> What is being asked
Rewrite the records starting at the line containing "Target: white window trim" and ending at the end of the records, with the requests included, and add -132 to every coordinate in the answers.

A block of data
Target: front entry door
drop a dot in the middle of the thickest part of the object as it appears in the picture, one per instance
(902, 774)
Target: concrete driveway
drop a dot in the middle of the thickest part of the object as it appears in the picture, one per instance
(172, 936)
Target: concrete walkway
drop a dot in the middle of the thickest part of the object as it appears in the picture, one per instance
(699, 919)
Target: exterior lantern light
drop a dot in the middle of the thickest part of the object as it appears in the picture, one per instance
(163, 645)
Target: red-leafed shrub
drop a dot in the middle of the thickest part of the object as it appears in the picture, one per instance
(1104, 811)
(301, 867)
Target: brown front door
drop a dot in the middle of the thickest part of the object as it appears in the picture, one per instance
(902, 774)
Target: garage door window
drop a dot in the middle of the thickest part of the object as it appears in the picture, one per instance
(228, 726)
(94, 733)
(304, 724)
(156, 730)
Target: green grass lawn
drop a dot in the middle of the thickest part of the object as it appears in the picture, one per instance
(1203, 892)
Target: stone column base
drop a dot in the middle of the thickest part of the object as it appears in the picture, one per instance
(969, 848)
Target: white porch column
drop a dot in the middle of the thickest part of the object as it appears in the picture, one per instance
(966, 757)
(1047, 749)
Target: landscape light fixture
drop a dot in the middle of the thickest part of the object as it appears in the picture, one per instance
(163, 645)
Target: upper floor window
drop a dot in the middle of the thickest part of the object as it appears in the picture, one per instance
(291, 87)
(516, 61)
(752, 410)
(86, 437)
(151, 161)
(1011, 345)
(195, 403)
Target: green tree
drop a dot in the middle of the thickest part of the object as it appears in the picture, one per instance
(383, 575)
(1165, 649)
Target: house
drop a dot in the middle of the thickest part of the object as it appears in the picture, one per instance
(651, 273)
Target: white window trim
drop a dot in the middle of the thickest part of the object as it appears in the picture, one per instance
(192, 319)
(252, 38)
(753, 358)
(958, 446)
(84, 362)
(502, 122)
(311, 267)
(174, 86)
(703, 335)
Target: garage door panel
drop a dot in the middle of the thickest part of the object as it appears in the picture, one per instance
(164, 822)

> Response
Target: white window trim
drop a dot in the middle of the thickest part of the object as it appears in the picture, one per instance
(60, 187)
(120, -94)
(621, 226)
(826, 314)
(-48, 230)
(370, -10)
(179, 135)
(42, -46)
(571, 203)
Target: garage door panel
drop a dot in the middle of the thickest part of the object as it appears in the picture, one per instance
(32, 690)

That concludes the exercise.